──────── EXTRACTED ENTRIES ────────
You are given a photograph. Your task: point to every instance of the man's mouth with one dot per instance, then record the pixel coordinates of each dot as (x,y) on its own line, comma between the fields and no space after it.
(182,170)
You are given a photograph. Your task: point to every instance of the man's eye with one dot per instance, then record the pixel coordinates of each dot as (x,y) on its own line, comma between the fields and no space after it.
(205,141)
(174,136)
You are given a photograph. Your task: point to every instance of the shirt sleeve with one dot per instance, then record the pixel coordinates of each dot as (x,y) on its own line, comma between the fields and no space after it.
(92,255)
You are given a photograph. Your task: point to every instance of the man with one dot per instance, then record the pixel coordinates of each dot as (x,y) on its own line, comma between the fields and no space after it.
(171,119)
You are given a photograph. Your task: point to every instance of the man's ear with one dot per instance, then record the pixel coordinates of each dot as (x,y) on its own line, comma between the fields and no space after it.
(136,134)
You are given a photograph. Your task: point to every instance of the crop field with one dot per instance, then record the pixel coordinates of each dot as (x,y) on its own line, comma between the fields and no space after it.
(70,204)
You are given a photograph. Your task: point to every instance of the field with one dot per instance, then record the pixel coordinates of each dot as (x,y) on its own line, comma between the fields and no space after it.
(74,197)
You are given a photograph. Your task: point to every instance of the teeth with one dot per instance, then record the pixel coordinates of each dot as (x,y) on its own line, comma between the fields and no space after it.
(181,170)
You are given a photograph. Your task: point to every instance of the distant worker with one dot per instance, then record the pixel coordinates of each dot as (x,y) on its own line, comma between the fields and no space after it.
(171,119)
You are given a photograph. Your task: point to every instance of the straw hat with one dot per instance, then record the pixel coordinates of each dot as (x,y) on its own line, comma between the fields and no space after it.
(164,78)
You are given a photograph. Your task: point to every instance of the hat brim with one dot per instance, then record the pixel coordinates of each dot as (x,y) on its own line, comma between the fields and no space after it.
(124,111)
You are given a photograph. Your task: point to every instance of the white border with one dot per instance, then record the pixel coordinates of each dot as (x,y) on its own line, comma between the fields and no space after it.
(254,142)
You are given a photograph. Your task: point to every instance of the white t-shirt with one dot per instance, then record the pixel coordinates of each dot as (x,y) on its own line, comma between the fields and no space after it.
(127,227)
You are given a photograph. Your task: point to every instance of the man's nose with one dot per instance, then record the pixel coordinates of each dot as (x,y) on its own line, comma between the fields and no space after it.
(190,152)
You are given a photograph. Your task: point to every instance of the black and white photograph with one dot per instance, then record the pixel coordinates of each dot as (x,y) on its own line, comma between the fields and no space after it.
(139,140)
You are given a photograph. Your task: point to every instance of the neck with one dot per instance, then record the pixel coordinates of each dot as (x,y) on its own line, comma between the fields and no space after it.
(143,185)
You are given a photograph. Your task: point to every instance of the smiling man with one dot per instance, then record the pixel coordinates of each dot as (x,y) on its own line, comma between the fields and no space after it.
────────
**WORK INSTRUCTIONS**
Line by line, reproduce the records above exactly.

**ANSWER AREA**
You are given a photograph. Your task: point to every instance of the man's mouth with one dot per instance, then record the pixel coordinates of each dot as (x,y) on its own line, comma between the fields and no space after it.
(182,170)
You are given a photograph. Your task: point to every instance of the man's eye with one dot per instance, then record the pixel coordinates of each dot as (x,y) on its own line, comma between the fields and no space after it.
(205,141)
(174,136)
You are given a photograph. Your task: point to every instance of the shirt sleeve with one dot per instance, then record the pixel coordinates of each dot as (x,y) on its own line, comma between the fields and no space after it.
(92,255)
You are given a photograph. Your task: point to every instance of the man with one dot per instance, then record the pixel coordinates of each dot as (x,y) on its own line, comma between the fields and no space after it.
(171,119)
You are given a photograph. Your task: point to every instance of the man's ear with one dot per instance, then record the pixel coordinates of each dot as (x,y) on its own line, comma between the fields and no space after it.
(136,134)
You are given a photograph. Your task: point to every instance of the crop field with one dot per instance, then record the pixel coordinates of each dot as (x,y) on its own line, comma between the fields and no space after it.
(70,204)
You are given a photograph. Your task: point to every instance of the field with one dot per instance, then record the pixel coordinates of each dot as (x,y) on its own line, comma between the fields and no space after it.
(74,197)
You are given a photograph. Your task: point to every instance of the teeth with one dot per instance, then record the pixel coordinates of each dot as (x,y) on its own line, comma between the fields and no space after it.
(181,170)
You are given a photograph. Your task: point to every instance of the distant worker with one dot per instance, then record the pixel coordinates of each dot as (x,y) on its own line, comma between the fields and no space after it.
(171,119)
You are given a photograph. Your task: point to every instance of the straw hat with one dot per instance, then record the pixel coordinates of each dot as (x,y) on its own line, comma between the fields and no space after it.
(164,78)
You are given a photograph. Your task: point to every instance of the hat brim with one dot per instance, then record the pixel coordinates of each dot as (x,y) on its own line, comma between the fields and no space after it.
(124,111)
You are given a photograph. Your task: point to every instance of the white border with one dot per instance, then record the pixel coordinates of each dot as (x,y) on its own line, comma between the fields and no space after it.
(254,142)
You are given a photograph. Your task: point to every instance of the white t-shirt with one dot per instance, then record the pixel coordinates of each dot as (x,y) on its own line, comma between the fields and no space after it.
(127,227)
You are given a photograph. Your task: point to every instance of the man's nose with one dot per instance, then record the pixel coordinates of each dot as (x,y) on its own line, comma between the fields and no space after it.
(190,152)
You are given a photograph. Your task: point to every instance of the black and white photograph with one dot per instance, then record the pixel coordinates of each dot as (x,y) on its own line, comma between the fields and no space after it.
(139,140)
You are given a photograph. Your task: point to every instance of the neck with one dot per instance, then record the pixel coordinates of each dot as (x,y) on its own line, comma between the fields and no space after it.
(143,185)
You are given a photograph. Your task: point to every instance of the smiling man with one dot per instance, then record the pixel coordinates of each dot as (x,y) on its own line, comma between the fields and no space after it.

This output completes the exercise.